-- Begin Material shown --

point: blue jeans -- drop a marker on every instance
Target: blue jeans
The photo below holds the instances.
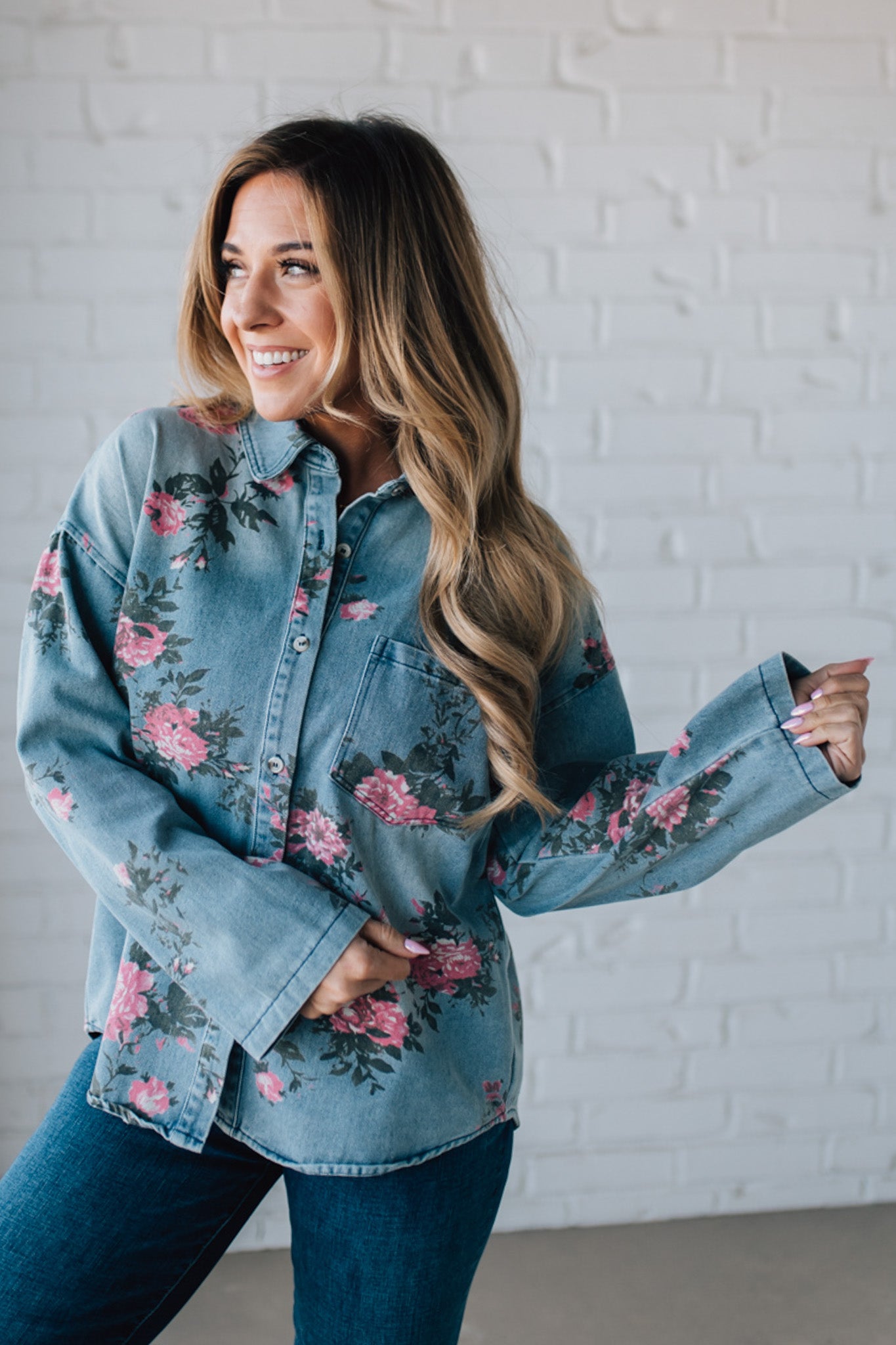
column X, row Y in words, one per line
column 106, row 1229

-- End Material shown --

## [Written request]
Copy every line of the items above word for word, leaving out the pictures.

## [Exercise result]
point: blue jeans -- drop a marker on every instance
Target: blue jeans
The photo below holds the instances.
column X, row Y in words, one per line
column 106, row 1229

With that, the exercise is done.